- **Excerpted data**:
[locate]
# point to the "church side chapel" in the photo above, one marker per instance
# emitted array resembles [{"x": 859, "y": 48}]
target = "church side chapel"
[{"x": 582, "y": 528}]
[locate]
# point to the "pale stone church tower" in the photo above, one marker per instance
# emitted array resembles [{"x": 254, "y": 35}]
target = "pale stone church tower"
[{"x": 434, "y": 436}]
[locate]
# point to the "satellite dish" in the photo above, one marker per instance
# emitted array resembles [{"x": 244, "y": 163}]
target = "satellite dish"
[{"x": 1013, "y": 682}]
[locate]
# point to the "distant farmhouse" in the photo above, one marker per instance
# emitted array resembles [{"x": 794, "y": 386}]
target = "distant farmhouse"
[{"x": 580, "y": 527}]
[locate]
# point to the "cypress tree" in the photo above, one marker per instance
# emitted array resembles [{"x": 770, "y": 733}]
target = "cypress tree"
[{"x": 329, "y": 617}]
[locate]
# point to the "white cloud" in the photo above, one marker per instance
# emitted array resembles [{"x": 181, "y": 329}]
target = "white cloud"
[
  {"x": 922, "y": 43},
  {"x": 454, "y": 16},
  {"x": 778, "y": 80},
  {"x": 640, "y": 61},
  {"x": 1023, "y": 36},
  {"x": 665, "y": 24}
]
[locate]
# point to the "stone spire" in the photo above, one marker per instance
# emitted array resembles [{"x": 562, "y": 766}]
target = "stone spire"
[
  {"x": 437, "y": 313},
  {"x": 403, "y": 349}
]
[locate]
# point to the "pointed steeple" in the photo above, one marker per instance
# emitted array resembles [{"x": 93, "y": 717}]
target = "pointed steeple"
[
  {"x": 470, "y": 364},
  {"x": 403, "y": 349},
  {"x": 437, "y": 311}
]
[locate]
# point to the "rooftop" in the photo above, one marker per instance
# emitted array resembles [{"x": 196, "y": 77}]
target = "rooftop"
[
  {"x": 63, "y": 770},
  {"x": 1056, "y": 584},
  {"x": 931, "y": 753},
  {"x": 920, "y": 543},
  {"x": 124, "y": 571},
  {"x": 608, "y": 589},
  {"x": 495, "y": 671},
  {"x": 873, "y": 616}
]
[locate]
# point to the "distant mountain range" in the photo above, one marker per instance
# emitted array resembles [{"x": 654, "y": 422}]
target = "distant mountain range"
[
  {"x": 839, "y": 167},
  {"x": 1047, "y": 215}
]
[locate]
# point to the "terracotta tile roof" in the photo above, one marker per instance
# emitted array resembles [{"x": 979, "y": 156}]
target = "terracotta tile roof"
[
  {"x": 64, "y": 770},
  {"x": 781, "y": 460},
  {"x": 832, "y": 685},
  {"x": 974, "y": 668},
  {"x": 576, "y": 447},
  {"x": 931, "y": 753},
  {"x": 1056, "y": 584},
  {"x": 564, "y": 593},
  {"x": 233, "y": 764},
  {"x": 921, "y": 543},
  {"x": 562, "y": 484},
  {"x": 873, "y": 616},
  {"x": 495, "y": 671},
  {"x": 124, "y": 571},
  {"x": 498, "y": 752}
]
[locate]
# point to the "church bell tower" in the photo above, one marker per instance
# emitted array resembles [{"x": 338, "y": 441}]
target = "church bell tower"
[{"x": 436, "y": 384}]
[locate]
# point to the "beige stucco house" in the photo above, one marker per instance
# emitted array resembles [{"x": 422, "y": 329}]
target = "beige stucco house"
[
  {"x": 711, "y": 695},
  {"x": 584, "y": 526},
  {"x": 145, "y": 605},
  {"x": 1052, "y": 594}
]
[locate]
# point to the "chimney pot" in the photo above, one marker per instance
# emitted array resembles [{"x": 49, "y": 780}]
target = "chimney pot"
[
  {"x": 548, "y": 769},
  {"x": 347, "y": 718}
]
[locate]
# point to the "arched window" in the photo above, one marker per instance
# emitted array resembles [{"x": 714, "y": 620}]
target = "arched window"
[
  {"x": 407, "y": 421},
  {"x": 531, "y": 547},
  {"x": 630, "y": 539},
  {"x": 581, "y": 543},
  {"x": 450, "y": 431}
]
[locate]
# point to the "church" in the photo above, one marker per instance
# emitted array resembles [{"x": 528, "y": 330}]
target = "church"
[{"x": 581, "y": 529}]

- **What you will do**:
Once you have read the data, reproduce all of it exactly.

- **Problem solution**:
[locate]
# point to the "church side chapel" in the photo above, one marker per instance
# emitted array resembles [{"x": 859, "y": 48}]
target = "church side chapel"
[{"x": 582, "y": 528}]
[locate]
# point to the "pale stone church tower" in the photo above, one marker per instance
# emitted array resembles [{"x": 254, "y": 35}]
target = "pale stone church tower"
[{"x": 434, "y": 436}]
[locate]
# point to the "satellite dish" in the photo above, one marker per instance
# emitted array resembles [{"x": 244, "y": 163}]
target = "satellite dish"
[{"x": 1013, "y": 682}]
[locate]
# point to the "distant farmhouse" in the photo above, one marker per instance
# emitted array resembles [{"x": 794, "y": 386}]
target = "distant farmhouse"
[{"x": 580, "y": 527}]
[locate]
# point to the "cypress tree" in the photo above, one marker per instance
# emitted array resembles [{"x": 770, "y": 733}]
target = "cypress tree"
[{"x": 329, "y": 617}]
[locate]
# point to the "white cloud" in the photo above, one marker per instance
# emitted array resembles [{"x": 181, "y": 329}]
target = "white cloud"
[
  {"x": 922, "y": 43},
  {"x": 454, "y": 16},
  {"x": 778, "y": 80},
  {"x": 640, "y": 61},
  {"x": 1023, "y": 36},
  {"x": 665, "y": 24}
]
[locate]
# point to the "stone spire" in the photo above, one marker per instance
# emitted array resembles [{"x": 562, "y": 766}]
target = "stone spire"
[
  {"x": 437, "y": 313},
  {"x": 403, "y": 349}
]
[locate]
# point to the "pointed steeple" in the photo above, one marker per instance
# emitted array resembles [{"x": 93, "y": 717}]
target = "pointed steeple"
[
  {"x": 470, "y": 364},
  {"x": 403, "y": 349},
  {"x": 437, "y": 311}
]
[locate]
# point to the "rooftop" in the photo above, one marker per instance
# emitted array resembles [{"x": 196, "y": 77}]
target = "rooftop"
[
  {"x": 63, "y": 770},
  {"x": 1056, "y": 584},
  {"x": 931, "y": 753},
  {"x": 920, "y": 543},
  {"x": 124, "y": 571},
  {"x": 608, "y": 589},
  {"x": 495, "y": 671},
  {"x": 873, "y": 616}
]
[locate]
# point to the "distant mountain range" in the photo above, one marker per instance
# emitted array resembles [{"x": 654, "y": 422}]
target = "distant mountain range"
[
  {"x": 839, "y": 167},
  {"x": 1047, "y": 215}
]
[locate]
# point to the "terracotta tile roof" in the photo above, one marker per instance
# emitted array resembles [{"x": 979, "y": 156}]
target = "terracotta tile roof"
[
  {"x": 64, "y": 770},
  {"x": 781, "y": 460},
  {"x": 832, "y": 685},
  {"x": 974, "y": 668},
  {"x": 576, "y": 447},
  {"x": 931, "y": 753},
  {"x": 1056, "y": 584},
  {"x": 564, "y": 593},
  {"x": 233, "y": 764},
  {"x": 921, "y": 543},
  {"x": 562, "y": 484},
  {"x": 873, "y": 616},
  {"x": 495, "y": 671},
  {"x": 124, "y": 571},
  {"x": 498, "y": 752}
]
[locate]
# point to the "church bell tower" in the photo above, one marker per instance
# emitted array resembles [{"x": 338, "y": 441}]
target = "church bell tower"
[{"x": 436, "y": 384}]
[locate]
# point to the "beige stucco house" in the photo above, one marker per instance
# emitted array resembles [{"x": 422, "y": 329}]
target = "beige stucco house"
[
  {"x": 711, "y": 695},
  {"x": 584, "y": 526},
  {"x": 145, "y": 605},
  {"x": 1052, "y": 594}
]
[locate]
# point to the "chimney pot" in the photo above, one marker per instance
# emitted array resembles [{"x": 49, "y": 780}]
target = "chimney pot"
[
  {"x": 548, "y": 769},
  {"x": 347, "y": 718}
]
[locate]
# point to the "arched window" in the photo above, one marker per instance
# emitted array resembles [{"x": 714, "y": 620}]
target = "arched window"
[
  {"x": 407, "y": 421},
  {"x": 531, "y": 547},
  {"x": 630, "y": 539},
  {"x": 581, "y": 543},
  {"x": 450, "y": 431}
]
[locate]
# point to the "church" in the photo above, one marker per instance
# emitted array resembles [{"x": 528, "y": 330}]
target = "church"
[{"x": 581, "y": 529}]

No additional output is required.